=== WHAT TO DO ===
Retype only the lines below from the one with "Mark one point per instance of the man in dark" to the one with "Mark one point per instance of the locomotive ventilation", inclusive, skipping every image.

====== GIVEN INFORMATION ======

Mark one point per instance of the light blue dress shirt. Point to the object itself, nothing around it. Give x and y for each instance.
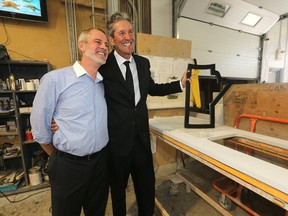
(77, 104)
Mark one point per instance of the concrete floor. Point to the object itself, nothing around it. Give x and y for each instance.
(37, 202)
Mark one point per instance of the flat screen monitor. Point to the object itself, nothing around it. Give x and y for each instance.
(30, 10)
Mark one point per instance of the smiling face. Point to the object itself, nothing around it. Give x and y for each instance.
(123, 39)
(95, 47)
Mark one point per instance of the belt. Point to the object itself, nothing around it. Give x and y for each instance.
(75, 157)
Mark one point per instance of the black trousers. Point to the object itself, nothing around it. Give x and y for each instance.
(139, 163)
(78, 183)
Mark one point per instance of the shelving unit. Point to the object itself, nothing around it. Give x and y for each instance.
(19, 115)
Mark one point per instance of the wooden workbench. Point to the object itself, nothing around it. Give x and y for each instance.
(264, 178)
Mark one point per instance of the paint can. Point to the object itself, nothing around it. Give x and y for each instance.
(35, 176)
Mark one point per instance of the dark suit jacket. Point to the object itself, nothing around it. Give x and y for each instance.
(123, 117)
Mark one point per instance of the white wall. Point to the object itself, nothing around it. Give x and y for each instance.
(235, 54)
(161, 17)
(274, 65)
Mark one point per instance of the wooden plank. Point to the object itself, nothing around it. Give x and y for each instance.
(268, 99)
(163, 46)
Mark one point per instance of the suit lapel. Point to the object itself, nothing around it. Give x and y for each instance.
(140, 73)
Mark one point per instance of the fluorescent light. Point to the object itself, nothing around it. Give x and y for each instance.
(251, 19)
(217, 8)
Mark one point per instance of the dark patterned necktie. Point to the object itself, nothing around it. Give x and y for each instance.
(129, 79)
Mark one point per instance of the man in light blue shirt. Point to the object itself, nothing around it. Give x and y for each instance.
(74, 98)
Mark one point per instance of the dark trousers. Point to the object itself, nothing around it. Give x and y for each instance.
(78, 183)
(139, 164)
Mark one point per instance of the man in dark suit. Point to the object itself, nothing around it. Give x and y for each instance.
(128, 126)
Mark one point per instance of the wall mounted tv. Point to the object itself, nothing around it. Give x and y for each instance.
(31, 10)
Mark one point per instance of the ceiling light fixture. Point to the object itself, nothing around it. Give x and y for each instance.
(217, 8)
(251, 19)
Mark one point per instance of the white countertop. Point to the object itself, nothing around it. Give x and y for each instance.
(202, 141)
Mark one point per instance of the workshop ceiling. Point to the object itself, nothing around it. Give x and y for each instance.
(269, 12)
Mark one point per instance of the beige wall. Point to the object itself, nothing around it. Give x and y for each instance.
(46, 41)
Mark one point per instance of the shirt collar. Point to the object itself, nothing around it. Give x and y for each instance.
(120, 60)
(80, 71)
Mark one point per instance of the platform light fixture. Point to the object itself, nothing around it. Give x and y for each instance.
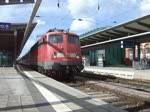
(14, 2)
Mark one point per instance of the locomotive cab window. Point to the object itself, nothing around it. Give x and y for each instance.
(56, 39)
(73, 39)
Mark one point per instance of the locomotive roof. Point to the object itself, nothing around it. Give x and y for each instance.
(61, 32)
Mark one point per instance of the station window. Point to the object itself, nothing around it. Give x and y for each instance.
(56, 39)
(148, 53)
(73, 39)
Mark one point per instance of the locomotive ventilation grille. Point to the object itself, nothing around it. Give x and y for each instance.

======
====== GIVEN INFORMATION ======

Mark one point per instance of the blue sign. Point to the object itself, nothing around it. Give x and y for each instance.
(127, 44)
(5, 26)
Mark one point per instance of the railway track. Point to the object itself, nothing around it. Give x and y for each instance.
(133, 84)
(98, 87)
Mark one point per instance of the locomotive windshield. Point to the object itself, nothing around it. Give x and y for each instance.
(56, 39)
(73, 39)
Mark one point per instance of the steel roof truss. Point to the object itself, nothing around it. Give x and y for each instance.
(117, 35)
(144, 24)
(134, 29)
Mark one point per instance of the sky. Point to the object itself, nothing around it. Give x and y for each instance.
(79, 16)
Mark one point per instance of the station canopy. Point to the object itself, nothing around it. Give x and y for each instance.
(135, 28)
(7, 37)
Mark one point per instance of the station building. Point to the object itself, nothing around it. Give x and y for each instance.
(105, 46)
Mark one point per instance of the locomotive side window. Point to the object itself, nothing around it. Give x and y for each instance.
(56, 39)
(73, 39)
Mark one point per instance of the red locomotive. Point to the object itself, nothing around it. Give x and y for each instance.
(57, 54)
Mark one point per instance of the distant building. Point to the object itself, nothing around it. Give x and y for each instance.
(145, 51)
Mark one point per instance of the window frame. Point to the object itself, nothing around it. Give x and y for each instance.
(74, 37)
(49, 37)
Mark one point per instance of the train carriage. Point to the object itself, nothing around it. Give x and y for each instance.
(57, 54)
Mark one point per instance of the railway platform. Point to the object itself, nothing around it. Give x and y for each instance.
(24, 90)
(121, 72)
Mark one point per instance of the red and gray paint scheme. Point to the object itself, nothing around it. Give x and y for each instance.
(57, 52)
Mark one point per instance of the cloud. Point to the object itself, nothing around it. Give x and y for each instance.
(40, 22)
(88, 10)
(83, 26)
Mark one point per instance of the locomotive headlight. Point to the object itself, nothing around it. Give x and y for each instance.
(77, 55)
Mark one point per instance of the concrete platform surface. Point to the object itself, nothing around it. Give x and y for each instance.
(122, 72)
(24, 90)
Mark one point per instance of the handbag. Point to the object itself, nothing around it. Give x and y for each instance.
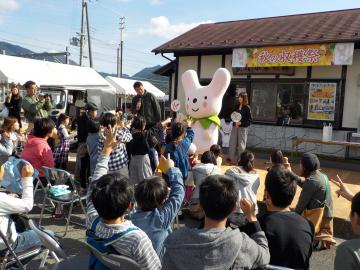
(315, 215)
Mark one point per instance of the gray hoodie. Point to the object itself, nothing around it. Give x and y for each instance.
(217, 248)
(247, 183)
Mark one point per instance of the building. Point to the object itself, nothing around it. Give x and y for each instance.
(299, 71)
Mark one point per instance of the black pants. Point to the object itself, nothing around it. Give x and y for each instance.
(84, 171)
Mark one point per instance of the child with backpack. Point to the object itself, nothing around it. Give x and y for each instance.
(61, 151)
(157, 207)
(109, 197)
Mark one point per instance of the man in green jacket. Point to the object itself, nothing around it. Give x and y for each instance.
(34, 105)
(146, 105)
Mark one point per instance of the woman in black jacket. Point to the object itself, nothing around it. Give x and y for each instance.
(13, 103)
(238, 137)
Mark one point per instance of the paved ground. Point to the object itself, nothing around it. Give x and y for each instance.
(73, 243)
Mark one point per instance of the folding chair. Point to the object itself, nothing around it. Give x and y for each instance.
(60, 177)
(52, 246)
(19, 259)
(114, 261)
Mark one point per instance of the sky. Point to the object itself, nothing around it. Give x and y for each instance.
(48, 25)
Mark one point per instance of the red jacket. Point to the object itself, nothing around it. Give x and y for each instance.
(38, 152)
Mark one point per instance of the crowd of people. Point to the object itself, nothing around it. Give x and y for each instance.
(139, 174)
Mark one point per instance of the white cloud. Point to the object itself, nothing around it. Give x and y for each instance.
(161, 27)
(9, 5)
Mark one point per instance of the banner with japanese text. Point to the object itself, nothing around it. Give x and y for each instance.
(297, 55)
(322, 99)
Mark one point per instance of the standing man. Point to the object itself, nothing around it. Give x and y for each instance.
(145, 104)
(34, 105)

======
====== GIVEN INFORMATION ======

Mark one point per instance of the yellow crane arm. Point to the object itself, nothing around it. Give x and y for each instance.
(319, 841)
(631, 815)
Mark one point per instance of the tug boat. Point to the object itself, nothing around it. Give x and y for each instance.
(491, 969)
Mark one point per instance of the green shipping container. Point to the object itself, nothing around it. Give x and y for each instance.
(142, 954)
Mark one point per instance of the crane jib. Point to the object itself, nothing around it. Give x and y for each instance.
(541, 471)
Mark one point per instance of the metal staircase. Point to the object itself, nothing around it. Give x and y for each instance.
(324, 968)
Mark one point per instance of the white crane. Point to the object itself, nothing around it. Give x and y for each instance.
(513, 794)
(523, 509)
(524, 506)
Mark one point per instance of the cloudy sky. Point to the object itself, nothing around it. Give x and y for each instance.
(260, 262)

======

=== REPLY ===
Mark one point per instance of the man in dark suit. Point to the object itself, nothing around it. Give x and y for each instance.
(128, 126)
Mark one point per instance of the wall mounted tv. Point to the object itself, nothing around it. Give x and y for each instance.
(31, 10)
Mark one point per instance of the ceiling light fixture. Point to the object itself, nothing around it. Give x and y for each instance.
(217, 8)
(251, 19)
Mark one point per instance of the white countertop. Point to the object itself, nothing around it. Give x and y for each instance.
(202, 141)
Mark one point per instance of the workshop ceiling. Point to the object itself, nothing around it. Give x and y for each instance.
(269, 12)
Mark one point per instance of the beige wall. Point to the object itself, nothing around it. Give x and y for each instance.
(46, 41)
Mark one point per instance of the shirt collar. Point to the object itself, nothing around it. Give x and y for each instance.
(120, 60)
(80, 71)
Mark one point per instance of the platform light fixture. Point to the object itself, nothing around it. Give x and y for each instance.
(14, 2)
Mark one point per instance of the locomotive cab window. Point to the object itself, nothing around it. Give x and y for each instance.
(56, 39)
(73, 39)
Mark one point per instance of the locomotive roof. Point to the object itself, nothing around it. Give x and y for each instance.
(61, 32)
Mark one point per instance of the station window. Point to the object itself, nothing around it. Give x and y for each instance.
(56, 39)
(148, 53)
(73, 39)
Mark one point per instance of the locomotive ventilation grille. Point to the object itself, nothing around it. Give x and y for each instance.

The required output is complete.